*** Leestekst ***
Red niet elk bedrijf, red de welvaart
België heeft het altijd bijzonder moeilijk gehad met creatieve vernietiging.
De huidige crisis heeft veel facetten - gezondheid, sociaal-economisch en sociologisch. Tegelijk is ze een gigantische disruptieve schok voor de economie. Welk bedrijf overleeft in een anderhalvemetereconomie? Welk businessmodel is coronaproof? Een hele stoet aan bedrijven, federaties en belangenorganisaties staat aan te schuiven voor steun. Van horeca tot kleinhandel, van cultuur tot festivals. Wie vandaag elk bedrijf redt, gooit nodeloos geld weg en ondergraaft bovendien toekomstige welvaart.
Wie vandaag elk bedrijf redt, gooit nodeloos geld weg en ondergraaft de toekomstige welvaart.
Dat klinkt op het eerste gezicht hardvochtig. Elk faillissement is een heel pijnlijk en heel persoonlijk verhaal. Op macroniveau is uitgerekend dit proces de kern van innovatie, groei en welvaartscreatie. De term die daarvoor gebruikt wordt, is creatieve vernietiging. Oude ideeën, technologieën en bedrijven verdwijnen en maken plaats voor ander en beter. Vaak onder invloed van een nieuwe technologie, uitvindingen of externe omstandigheden. De geschiedenis van innovatie en vooruitgang is dan ook een aaneenschakeling van disrupties.
Amazon heeft het gehaald van offline boekwinkels. Netflix betekende het einde van de videotheken. De smartphone was het doodvonnis voor Kodak. iTunes betekende het einde van cassettes en vinyl. Zelfs kinderarbeid in de landbouw verdween door de introductie van de tractor. Dit constante vernieuwingsproces is de bron van alle innovatie, groei en toekomstige rijkdom. Wie dit proces tegenhoudt, ondergraaft innovatie en welvaart.
Zombiesectoren
Een land als België heeft het altijd bijzonder moeilijk gehad met creatieve vernietiging. Zo hebben we in het verleden vaak zombiesectoren in leven gehouden. Steenkool, automobiel of staal - we hebben ze jarenlang bedolven onder subsidies. Weggegooid geld in een poging het onvermijdelijke uit te stellen. Geld dat we niet meer konden gebruiken om te investeren in de toekomst.
Zelfs met relatief trage disruptie heeft België het moeilijk. Kijk hoe we de boot van de e-commerce volkomen hebben gemist, hoe we achterop hinken met de introductie van elektrische wagens, hoe Uber wordt tegengehouden, hoe slimme mobiliteit niet van de grond komt. Voor een groot deel heeft dat te maken met de manier waarop economische besluitvorming in dit land tot stand komt. Alle overlegorganen - van vakbond tot middenveld tot Groep van Tien - zijn gebouwd om het status quo in stand te houden. Disruptie staat niet in hun taakomschrijving. Ze verdedigen dan ook vooral de belangen van de insiders die niet willen worden bedreigd. De outsiders die op de deur beuken met nieuwe ideeën of producten kunnen op weinig sympathie rekenen.
*** Aangeleverd materiaal ***
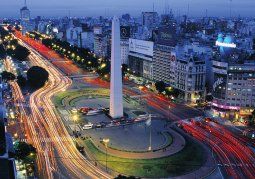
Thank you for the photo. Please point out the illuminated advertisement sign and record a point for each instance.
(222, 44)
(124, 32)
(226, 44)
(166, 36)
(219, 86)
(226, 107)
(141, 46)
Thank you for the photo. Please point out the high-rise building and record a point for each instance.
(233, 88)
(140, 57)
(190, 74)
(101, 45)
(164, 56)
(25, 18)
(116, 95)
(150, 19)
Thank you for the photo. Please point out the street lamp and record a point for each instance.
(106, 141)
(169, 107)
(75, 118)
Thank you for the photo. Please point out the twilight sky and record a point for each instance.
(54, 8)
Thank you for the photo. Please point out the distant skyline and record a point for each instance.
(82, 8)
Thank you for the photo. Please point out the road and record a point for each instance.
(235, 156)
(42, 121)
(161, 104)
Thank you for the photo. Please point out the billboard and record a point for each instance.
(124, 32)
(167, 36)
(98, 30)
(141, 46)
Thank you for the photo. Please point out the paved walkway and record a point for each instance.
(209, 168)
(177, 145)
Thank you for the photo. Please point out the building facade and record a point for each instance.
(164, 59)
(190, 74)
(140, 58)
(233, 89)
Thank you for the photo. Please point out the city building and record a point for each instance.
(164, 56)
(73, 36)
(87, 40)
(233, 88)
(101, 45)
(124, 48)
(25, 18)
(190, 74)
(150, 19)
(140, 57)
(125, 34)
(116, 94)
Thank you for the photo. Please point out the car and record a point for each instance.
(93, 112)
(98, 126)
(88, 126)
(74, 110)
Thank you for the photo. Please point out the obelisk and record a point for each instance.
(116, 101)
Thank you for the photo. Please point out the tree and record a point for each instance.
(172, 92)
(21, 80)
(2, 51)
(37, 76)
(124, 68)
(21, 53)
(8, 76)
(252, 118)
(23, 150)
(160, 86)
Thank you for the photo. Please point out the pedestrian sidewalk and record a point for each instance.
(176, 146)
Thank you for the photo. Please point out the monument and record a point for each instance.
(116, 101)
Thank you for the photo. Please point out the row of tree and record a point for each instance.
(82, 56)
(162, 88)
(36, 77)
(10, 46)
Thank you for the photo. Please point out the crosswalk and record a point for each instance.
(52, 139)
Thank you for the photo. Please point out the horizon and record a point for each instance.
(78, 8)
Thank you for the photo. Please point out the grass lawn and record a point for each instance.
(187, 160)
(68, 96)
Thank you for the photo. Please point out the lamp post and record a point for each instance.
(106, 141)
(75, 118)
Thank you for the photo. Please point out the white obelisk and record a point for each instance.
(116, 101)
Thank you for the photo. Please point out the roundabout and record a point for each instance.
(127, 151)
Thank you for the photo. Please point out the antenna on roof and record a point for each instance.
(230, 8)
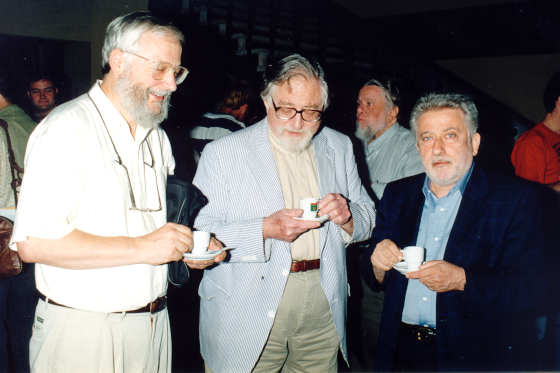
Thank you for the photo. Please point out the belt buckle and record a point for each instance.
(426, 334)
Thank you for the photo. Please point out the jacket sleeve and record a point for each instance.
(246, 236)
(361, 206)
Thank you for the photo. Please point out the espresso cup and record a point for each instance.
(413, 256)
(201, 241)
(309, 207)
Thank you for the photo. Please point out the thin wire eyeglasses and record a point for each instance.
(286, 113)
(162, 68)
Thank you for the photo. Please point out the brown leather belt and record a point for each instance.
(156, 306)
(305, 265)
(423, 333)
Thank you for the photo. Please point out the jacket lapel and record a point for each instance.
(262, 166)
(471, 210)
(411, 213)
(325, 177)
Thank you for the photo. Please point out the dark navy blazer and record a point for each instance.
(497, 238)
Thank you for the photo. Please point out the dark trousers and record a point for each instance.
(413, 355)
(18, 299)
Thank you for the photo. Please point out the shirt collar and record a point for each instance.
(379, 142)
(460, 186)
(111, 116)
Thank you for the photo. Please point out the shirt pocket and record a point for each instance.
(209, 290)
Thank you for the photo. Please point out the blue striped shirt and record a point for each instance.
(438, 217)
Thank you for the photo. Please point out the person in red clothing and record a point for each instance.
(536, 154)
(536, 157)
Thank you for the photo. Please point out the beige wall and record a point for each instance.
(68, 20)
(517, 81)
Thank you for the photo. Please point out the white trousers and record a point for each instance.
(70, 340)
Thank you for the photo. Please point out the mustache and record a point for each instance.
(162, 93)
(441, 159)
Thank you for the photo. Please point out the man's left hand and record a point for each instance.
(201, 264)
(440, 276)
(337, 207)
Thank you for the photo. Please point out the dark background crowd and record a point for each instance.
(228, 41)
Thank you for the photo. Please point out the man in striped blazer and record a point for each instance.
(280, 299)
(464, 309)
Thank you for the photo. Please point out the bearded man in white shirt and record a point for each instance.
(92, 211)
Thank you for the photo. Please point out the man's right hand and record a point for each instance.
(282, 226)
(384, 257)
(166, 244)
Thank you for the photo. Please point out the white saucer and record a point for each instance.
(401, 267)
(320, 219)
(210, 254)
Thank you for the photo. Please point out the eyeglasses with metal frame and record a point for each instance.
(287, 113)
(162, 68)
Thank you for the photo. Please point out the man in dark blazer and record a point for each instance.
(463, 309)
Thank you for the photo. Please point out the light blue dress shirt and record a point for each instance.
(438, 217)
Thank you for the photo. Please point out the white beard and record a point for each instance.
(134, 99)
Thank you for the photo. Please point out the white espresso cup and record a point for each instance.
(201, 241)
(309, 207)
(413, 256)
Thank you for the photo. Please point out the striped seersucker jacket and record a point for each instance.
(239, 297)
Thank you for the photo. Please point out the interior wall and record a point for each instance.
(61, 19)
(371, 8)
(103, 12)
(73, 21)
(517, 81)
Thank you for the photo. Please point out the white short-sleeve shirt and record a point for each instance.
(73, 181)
***
*** Aangeleverd materiaal ***
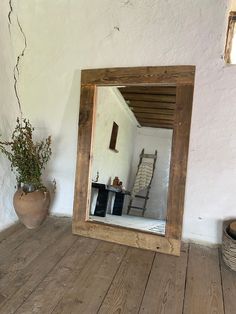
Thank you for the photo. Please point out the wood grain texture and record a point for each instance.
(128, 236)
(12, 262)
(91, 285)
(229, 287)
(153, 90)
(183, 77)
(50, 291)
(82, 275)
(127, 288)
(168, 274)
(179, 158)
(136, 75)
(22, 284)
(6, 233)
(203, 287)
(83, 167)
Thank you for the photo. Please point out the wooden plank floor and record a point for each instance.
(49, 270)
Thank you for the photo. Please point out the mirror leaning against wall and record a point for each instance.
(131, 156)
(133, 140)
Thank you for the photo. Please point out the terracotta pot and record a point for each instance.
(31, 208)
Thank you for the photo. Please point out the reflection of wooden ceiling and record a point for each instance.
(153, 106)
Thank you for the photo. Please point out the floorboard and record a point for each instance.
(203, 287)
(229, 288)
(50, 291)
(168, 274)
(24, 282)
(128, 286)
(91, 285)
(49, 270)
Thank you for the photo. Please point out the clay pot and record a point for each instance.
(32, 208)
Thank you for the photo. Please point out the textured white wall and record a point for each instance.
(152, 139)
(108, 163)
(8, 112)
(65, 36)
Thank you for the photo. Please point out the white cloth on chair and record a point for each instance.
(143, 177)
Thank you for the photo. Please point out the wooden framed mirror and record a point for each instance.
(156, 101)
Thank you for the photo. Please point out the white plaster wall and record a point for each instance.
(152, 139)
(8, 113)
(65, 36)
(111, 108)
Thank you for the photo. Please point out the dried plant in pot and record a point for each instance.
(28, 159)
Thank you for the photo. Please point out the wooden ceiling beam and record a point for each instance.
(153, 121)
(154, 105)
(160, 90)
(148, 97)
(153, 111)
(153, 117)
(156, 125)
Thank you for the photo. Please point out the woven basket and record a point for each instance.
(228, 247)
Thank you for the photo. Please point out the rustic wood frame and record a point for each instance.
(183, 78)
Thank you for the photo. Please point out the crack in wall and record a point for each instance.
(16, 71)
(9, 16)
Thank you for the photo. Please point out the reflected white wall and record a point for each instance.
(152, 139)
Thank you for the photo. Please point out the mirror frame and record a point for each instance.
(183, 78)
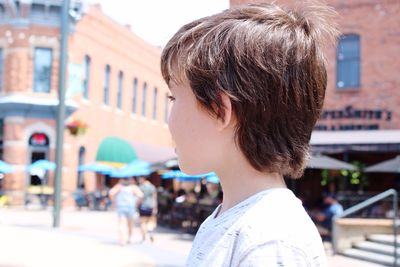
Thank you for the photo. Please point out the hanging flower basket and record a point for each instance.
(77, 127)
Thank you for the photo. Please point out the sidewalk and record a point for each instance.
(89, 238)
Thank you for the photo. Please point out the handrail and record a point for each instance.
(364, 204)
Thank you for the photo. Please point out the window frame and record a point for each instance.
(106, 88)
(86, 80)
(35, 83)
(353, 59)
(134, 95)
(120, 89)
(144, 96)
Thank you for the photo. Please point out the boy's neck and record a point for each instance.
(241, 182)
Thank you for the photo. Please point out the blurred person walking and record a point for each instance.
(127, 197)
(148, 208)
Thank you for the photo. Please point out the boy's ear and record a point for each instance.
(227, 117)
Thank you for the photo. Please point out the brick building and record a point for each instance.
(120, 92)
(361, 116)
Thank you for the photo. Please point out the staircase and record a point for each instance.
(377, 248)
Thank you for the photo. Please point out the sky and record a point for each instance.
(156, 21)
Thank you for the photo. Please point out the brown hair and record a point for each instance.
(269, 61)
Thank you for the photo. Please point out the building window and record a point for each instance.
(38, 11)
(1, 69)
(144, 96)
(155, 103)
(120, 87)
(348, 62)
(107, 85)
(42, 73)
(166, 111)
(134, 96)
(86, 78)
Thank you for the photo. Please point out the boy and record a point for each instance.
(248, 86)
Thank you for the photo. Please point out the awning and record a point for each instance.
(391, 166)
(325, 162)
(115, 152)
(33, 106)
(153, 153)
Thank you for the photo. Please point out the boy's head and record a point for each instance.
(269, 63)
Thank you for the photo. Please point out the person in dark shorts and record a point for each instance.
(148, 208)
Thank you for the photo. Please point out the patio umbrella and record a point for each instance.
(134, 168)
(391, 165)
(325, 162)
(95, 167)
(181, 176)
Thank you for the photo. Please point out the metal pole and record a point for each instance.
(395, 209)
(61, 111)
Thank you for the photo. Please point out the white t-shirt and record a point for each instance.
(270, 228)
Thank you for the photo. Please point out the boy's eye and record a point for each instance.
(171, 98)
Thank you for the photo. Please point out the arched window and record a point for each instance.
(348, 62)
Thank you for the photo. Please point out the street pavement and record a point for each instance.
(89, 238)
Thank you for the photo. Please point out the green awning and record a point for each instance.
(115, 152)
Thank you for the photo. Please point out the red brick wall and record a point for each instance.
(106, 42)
***
### Opdrachten
1 > Geef voor elk van deze drie beweringen aan of ze overeenkomt met de tekst over creatieve vernietiging. Antwoord met ja of nee en citeer de doorslaggevende woorden uit de tekst. (a) Netflix betekende het einde van de videotheken. (b) Kinderarbeid in de landbouw verdween door de smartphone. (c) Disruptie staat in de taakomschrijving van de overlegorganen.
2 > Bewerk een deel van de tekst over creatieve vernietiging. Begin bij de woorden "Amazon heeft het", stop na "in de toekomst." en zet daarbij "Polaroid" in plaats van "Kodak".

### Antwoorden
1 >
(a) Ja: "Netflix betekende het einde van de videotheken."
(b) Nee: "Zelfs kinderarbeid in de landbouw verdween door de introductie van de tractor."
(c) Nee: "Disruptie staat niet in hun taakomschrijving."

2 >
Amazon heeft het gehaald van offline boekwinkels. Netflix betekende het einde van de videotheken. De smartphone was het doodvonnis voor Polaroid. iTunes betekende het einde van cassettes en vinyl. Zelfs kinderarbeid in de landbouw verdween door de introductie van de tractor. Dit constante vernieuwingsproces is de bron van alle innovatie, groei en toekomstige rijkdom. Wie dit proces tegenhoudt, ondergraaft innovatie en welvaart.
Zombiesectoren
Een land als België heeft het altijd bijzonder moeilijk gehad met creatieve vernietiging. Zo hebben we in het verleden vaak zombiesectoren in leven gehouden. Steenkool, automobiel of staal - we hebben ze jarenlang bedolven onder subsidies. Weggegooid geld in een poging het onvermijdelijke uit te stellen. Geld dat we niet meer konden gebruiken om te investeren in de toekomst.